» WHAT THE TASK REQUIRES: Quote the lines below exactly, from the one that holds "Kindly put a point on every instance of the industrial" through the final line of the records, and only those.

(Coordinate annotation records)

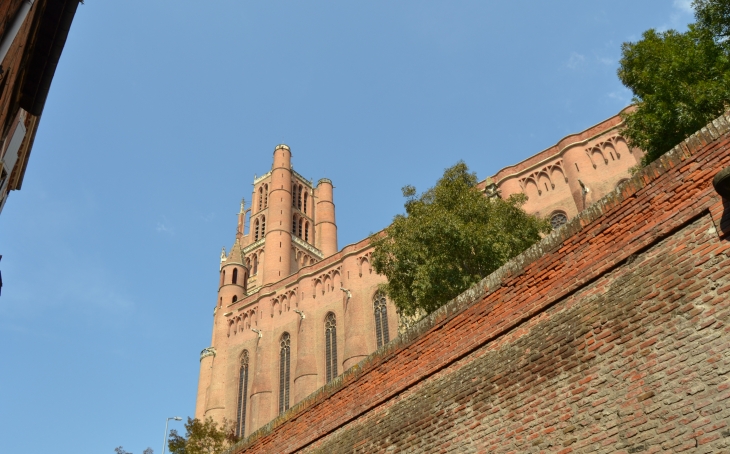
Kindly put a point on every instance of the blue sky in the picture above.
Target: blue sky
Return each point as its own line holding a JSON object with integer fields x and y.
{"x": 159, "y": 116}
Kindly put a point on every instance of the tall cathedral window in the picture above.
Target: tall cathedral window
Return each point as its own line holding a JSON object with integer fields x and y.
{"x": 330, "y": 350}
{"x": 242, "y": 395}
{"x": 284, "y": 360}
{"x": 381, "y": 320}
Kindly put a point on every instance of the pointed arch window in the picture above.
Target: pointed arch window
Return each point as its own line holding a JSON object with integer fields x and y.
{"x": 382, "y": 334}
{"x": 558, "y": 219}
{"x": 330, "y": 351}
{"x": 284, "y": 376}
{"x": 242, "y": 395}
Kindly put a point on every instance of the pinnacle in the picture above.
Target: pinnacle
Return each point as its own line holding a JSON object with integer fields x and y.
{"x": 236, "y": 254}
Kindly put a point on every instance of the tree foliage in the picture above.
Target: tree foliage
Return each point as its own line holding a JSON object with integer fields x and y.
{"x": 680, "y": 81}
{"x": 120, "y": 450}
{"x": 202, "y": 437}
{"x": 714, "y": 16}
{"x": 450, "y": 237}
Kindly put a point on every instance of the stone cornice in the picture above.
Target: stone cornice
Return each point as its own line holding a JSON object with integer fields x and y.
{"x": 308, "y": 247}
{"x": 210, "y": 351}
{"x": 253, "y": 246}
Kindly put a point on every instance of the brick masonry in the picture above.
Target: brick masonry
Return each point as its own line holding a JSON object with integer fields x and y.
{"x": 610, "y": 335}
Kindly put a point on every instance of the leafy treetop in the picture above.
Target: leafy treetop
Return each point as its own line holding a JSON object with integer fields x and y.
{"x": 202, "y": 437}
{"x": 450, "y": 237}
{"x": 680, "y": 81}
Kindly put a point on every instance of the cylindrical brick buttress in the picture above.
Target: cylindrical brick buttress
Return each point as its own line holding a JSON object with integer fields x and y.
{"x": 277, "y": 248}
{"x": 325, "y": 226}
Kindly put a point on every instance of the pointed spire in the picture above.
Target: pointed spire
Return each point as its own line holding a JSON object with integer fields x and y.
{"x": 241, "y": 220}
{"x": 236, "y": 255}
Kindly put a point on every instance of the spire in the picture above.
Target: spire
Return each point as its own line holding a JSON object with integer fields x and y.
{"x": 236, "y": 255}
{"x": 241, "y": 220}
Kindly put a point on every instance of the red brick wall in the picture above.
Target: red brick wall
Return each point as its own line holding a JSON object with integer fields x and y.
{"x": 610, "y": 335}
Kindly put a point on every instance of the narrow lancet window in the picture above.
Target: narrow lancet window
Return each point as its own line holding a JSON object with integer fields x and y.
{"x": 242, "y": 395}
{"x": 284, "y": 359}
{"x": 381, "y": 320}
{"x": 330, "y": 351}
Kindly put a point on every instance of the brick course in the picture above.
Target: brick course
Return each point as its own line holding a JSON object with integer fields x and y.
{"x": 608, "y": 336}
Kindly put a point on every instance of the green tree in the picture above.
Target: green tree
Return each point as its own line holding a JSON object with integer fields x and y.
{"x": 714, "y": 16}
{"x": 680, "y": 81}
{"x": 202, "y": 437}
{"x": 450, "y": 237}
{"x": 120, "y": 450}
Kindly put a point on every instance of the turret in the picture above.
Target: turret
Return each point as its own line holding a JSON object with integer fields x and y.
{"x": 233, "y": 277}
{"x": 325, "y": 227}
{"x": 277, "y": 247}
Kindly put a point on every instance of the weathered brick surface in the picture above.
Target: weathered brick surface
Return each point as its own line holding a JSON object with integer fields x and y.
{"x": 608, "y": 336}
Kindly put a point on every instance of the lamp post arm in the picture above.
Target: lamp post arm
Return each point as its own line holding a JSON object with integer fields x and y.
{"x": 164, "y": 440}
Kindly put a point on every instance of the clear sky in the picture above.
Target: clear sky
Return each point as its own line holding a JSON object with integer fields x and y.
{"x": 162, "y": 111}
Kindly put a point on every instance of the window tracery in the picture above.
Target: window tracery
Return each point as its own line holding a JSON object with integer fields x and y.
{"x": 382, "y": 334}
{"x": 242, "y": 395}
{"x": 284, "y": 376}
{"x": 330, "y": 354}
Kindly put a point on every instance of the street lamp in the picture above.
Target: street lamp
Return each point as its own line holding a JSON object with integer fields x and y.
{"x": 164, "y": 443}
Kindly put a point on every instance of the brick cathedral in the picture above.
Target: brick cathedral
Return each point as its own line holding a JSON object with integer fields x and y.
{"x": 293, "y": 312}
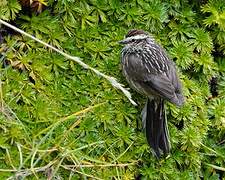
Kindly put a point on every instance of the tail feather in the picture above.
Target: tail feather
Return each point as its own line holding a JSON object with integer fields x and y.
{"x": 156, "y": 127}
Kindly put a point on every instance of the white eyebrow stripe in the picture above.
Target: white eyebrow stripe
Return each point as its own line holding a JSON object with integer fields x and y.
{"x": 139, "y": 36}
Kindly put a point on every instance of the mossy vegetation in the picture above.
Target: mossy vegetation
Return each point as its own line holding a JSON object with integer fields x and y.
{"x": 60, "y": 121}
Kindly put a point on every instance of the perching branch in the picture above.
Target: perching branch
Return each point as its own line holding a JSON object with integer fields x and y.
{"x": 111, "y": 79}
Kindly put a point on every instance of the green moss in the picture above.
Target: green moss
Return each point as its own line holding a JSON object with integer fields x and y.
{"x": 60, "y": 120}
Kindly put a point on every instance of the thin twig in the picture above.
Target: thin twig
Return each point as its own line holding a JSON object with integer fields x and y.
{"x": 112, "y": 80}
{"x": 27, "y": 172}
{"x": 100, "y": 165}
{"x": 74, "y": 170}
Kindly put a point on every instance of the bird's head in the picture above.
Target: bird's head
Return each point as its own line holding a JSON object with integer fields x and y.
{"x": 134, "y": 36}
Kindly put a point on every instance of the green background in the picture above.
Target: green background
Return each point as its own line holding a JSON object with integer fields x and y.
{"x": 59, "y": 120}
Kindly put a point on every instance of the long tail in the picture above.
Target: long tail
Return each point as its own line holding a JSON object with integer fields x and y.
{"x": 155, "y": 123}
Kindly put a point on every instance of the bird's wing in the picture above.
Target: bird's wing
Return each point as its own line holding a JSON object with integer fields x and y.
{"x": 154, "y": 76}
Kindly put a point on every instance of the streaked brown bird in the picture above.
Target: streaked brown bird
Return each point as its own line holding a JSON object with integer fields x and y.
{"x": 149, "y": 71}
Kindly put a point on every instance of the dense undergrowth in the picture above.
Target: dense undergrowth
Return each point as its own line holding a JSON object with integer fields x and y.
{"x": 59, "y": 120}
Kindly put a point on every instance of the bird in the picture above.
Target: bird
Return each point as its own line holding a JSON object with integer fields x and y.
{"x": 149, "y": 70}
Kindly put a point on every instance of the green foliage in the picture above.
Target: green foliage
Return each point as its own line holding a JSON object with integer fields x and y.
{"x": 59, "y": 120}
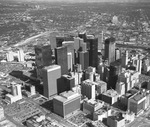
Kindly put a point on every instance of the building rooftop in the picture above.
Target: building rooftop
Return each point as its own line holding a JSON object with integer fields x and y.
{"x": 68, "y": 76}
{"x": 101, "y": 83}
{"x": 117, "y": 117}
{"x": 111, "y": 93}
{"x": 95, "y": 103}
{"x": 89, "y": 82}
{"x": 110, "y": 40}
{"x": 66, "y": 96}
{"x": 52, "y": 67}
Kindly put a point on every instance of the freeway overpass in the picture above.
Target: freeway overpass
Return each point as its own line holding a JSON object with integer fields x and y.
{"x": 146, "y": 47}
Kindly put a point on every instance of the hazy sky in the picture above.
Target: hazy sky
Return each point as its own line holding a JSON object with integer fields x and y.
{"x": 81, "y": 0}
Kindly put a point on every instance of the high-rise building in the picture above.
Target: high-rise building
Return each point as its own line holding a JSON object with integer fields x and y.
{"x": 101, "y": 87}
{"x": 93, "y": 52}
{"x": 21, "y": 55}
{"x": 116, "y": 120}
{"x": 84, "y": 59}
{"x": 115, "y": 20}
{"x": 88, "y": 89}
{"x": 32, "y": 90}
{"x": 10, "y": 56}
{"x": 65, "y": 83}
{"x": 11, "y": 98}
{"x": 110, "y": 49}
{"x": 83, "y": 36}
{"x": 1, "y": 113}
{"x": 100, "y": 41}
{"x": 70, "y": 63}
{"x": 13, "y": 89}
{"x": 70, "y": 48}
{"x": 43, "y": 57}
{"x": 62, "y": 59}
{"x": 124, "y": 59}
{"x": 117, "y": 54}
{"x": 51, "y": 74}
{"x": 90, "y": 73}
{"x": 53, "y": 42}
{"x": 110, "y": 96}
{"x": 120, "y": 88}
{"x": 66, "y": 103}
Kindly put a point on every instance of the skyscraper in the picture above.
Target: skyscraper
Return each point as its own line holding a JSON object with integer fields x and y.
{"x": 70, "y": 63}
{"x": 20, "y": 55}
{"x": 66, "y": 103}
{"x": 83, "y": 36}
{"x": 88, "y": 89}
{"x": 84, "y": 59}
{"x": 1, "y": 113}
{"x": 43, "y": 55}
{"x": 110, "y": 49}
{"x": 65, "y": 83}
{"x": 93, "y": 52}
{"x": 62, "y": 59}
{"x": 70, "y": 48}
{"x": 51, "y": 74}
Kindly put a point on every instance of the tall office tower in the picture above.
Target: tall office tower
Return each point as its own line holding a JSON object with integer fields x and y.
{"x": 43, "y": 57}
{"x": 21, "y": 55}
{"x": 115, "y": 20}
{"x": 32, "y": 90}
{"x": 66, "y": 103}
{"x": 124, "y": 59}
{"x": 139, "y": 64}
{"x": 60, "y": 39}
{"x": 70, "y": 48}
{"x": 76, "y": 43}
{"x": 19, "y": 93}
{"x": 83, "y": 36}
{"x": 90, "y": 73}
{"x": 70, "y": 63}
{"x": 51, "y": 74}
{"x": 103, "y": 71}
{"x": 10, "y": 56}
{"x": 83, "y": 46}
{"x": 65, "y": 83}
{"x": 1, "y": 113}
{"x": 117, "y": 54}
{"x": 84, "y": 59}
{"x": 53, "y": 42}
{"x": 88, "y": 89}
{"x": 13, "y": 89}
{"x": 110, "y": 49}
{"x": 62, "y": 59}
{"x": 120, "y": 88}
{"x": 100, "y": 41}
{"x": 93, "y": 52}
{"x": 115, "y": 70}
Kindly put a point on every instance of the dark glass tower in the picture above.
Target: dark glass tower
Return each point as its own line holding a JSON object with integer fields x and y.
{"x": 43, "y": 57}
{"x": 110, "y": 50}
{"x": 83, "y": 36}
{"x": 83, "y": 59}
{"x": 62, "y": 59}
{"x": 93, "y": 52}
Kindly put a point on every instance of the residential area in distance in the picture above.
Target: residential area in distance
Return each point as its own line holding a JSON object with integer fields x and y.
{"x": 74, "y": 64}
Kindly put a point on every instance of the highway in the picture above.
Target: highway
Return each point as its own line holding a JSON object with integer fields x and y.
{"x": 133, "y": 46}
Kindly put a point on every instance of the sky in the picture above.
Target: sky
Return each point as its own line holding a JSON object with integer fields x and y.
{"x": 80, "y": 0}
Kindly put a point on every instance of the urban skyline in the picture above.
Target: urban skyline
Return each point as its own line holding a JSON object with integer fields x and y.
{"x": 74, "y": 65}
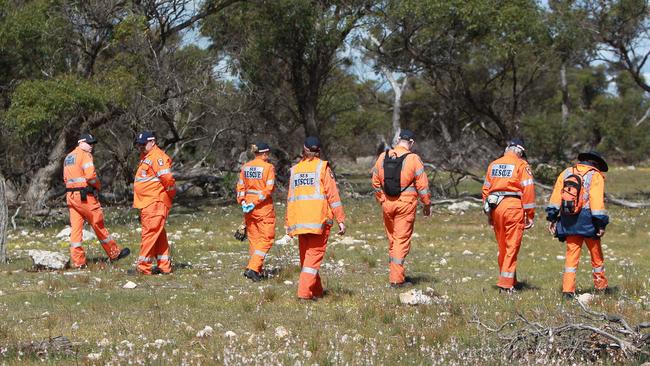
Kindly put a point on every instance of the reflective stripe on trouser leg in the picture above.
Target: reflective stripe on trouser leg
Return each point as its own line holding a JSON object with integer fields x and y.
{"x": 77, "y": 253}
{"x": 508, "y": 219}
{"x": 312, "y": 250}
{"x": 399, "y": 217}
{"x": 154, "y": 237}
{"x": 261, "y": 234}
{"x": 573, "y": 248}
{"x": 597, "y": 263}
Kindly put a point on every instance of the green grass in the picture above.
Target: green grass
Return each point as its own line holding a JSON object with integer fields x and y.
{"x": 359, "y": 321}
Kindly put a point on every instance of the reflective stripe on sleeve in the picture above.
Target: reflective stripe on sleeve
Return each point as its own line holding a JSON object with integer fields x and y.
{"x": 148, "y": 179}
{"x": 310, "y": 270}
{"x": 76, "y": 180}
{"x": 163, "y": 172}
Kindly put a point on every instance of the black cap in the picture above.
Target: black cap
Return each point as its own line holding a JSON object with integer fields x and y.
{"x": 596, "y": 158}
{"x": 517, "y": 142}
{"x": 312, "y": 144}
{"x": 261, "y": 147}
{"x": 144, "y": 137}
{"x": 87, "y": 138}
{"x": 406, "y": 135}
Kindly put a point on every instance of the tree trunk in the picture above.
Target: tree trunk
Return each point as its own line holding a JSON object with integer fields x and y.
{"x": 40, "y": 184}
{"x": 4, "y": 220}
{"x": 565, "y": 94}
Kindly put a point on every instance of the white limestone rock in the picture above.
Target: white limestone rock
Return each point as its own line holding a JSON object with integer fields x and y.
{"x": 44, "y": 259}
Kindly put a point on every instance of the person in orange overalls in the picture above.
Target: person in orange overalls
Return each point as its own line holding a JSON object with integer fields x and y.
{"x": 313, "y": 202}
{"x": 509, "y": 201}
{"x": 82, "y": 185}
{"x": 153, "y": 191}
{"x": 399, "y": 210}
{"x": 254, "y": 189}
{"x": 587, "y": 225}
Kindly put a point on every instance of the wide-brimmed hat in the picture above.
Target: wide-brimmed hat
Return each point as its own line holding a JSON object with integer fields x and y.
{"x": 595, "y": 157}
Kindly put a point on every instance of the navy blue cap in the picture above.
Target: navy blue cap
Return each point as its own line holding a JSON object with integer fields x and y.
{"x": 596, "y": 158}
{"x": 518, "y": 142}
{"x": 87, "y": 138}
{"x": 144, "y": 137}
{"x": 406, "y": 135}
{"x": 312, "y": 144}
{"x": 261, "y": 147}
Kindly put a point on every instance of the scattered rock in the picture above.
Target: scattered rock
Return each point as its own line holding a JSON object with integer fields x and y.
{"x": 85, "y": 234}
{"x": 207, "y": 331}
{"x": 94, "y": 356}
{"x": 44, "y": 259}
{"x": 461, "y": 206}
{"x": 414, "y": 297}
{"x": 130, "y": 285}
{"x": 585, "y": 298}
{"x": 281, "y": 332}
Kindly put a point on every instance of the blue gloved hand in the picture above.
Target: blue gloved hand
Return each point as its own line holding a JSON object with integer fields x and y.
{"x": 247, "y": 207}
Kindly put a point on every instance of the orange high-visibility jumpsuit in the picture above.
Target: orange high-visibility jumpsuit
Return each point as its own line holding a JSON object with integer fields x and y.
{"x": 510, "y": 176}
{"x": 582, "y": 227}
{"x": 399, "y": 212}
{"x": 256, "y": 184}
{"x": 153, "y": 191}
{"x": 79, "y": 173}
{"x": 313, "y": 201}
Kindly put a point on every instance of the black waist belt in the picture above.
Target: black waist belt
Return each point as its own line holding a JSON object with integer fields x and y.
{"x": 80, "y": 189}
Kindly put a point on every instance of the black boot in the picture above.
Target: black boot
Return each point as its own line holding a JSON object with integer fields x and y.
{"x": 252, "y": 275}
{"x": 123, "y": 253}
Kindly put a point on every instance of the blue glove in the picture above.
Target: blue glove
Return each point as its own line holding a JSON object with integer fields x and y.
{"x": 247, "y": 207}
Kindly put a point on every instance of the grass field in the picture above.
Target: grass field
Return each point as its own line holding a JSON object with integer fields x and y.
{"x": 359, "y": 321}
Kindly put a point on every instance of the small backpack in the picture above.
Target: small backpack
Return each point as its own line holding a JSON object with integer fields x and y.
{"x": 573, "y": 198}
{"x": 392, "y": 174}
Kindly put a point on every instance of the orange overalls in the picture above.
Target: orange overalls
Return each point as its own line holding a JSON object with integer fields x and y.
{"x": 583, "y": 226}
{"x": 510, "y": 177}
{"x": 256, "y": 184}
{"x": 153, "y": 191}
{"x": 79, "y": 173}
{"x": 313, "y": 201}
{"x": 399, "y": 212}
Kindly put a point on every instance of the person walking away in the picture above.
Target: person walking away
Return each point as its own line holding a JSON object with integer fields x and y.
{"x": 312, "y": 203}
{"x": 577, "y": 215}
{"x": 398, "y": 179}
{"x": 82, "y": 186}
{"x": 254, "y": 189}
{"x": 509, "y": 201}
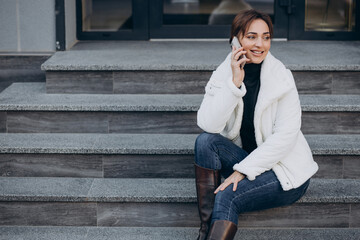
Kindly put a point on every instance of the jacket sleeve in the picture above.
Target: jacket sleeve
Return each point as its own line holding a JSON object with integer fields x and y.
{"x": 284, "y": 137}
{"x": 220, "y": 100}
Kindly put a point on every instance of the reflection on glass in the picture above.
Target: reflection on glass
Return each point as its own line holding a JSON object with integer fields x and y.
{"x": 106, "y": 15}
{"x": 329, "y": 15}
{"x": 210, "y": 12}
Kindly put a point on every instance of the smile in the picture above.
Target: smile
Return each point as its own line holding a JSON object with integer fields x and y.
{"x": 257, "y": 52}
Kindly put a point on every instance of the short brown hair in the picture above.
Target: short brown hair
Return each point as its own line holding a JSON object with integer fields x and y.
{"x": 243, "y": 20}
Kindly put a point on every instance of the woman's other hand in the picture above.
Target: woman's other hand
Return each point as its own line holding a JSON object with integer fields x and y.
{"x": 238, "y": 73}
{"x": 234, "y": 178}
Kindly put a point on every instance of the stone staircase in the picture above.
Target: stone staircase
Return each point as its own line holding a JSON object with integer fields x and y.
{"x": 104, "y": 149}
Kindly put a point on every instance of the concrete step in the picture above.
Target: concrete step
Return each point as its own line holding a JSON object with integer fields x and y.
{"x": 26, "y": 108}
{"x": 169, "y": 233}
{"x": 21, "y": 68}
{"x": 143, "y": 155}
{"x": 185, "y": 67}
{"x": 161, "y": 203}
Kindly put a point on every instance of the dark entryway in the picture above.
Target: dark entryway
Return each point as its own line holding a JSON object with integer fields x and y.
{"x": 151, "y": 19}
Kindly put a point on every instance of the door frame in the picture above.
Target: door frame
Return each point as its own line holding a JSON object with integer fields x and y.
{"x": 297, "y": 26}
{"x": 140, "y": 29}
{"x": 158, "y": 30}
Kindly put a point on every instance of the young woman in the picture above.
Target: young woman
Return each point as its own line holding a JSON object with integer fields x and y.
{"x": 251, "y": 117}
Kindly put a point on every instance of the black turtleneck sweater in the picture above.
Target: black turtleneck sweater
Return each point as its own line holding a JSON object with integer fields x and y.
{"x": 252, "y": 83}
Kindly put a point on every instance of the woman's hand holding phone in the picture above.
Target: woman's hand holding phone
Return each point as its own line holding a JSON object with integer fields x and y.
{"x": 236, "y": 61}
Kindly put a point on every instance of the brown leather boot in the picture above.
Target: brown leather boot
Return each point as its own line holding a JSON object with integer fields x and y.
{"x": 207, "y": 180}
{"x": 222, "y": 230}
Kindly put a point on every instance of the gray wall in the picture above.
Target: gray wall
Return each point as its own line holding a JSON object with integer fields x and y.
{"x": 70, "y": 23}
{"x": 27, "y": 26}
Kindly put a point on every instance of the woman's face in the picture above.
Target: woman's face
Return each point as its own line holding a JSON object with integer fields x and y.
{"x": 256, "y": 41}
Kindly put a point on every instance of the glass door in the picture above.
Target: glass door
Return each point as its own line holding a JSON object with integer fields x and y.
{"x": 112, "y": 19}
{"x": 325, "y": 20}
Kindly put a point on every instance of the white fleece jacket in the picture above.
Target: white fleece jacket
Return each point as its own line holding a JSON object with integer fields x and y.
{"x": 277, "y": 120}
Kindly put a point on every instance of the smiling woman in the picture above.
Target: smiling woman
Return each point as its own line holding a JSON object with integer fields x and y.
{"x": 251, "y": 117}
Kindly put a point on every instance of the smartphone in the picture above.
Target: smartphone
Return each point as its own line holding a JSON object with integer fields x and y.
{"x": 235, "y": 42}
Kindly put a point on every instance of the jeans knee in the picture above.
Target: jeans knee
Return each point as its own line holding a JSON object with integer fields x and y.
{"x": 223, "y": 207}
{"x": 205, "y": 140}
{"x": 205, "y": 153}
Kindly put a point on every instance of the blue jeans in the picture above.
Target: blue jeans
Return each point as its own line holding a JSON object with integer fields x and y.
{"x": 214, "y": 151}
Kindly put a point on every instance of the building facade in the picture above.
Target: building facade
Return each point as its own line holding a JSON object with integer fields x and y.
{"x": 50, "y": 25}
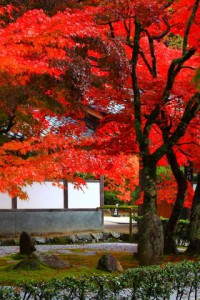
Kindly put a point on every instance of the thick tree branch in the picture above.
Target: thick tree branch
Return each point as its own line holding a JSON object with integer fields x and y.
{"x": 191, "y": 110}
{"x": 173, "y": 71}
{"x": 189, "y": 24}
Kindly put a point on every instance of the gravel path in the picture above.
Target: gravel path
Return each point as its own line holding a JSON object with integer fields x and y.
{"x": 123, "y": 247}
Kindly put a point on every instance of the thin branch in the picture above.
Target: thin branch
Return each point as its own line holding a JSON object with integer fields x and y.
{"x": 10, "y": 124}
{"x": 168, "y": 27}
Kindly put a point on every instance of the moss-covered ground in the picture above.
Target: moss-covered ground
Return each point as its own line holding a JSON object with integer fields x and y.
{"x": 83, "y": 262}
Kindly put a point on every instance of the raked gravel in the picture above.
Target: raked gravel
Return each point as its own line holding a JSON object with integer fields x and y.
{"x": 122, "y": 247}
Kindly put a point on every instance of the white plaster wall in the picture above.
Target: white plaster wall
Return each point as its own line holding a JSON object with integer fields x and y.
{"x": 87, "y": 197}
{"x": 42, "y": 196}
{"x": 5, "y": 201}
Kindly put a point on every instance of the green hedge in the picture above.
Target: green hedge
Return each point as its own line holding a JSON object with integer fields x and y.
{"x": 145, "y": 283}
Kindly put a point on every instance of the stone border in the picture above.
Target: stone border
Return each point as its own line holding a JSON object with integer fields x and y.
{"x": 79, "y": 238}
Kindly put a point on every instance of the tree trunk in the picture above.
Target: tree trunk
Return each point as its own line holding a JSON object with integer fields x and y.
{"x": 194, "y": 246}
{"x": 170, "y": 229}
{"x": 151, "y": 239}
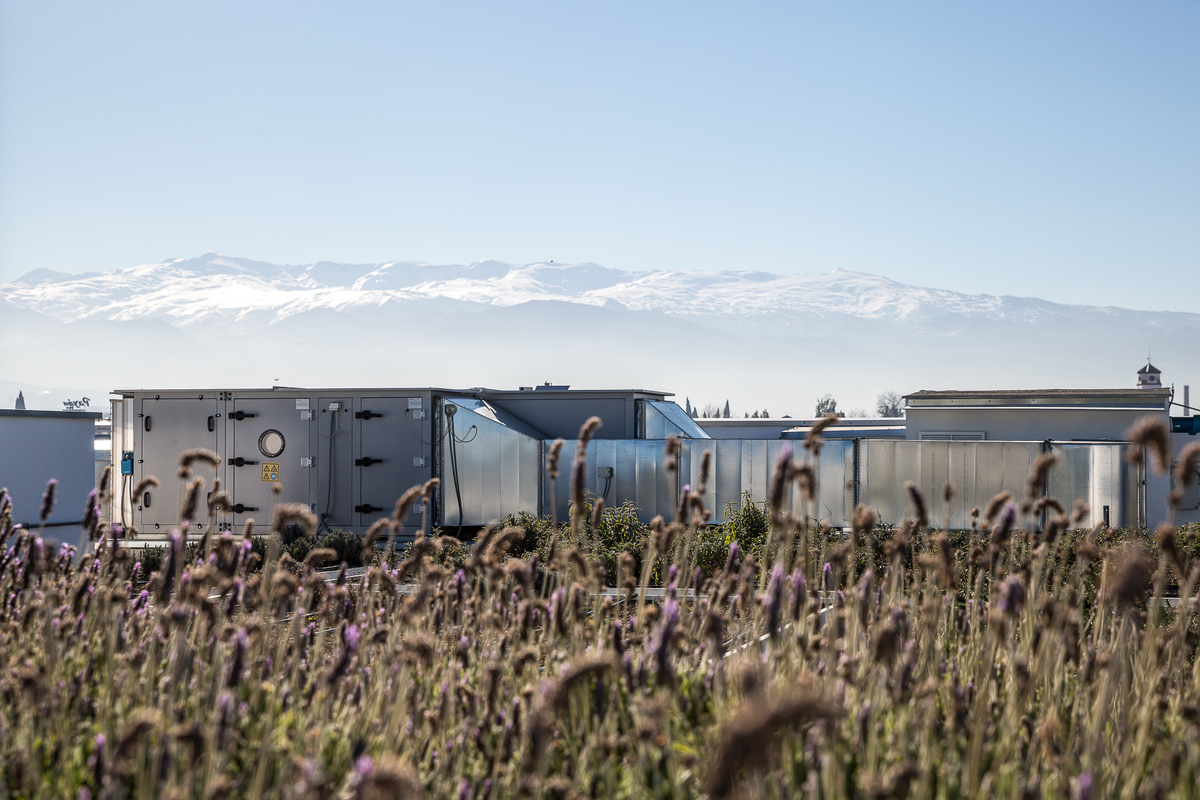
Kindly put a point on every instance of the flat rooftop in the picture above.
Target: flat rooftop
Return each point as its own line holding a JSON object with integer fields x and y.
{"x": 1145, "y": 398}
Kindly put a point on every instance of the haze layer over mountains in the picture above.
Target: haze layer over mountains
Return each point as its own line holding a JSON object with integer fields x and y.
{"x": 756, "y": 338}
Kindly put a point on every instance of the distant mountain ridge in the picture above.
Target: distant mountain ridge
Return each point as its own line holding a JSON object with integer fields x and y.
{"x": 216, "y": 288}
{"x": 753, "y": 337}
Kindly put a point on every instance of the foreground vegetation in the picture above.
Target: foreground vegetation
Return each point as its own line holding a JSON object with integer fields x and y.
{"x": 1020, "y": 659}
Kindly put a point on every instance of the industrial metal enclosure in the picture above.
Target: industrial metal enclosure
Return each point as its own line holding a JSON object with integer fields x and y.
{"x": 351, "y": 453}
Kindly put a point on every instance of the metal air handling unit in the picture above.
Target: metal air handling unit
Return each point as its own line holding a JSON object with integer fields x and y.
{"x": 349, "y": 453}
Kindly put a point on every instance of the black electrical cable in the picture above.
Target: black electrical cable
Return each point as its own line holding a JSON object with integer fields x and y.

» FINAL ANSWER:
Kindly put a point on every instance of the industrial metal enclosure in the picture above.
Target: industrial metal enclosure
Return each point as its own line holding a JSON object with integer fields x and y.
{"x": 351, "y": 453}
Kindly put a point on every instance of the metal air handling unit in the picture above.
Target: metal air handling unit
Return each point as its own line holding a JSON object with integer fields x and y.
{"x": 349, "y": 453}
Kindly put a point on every instance of the black electrical cable in the picture above.
Target: black electrical cable
Return each point as its own line holding a JSON object with integer fields x and y.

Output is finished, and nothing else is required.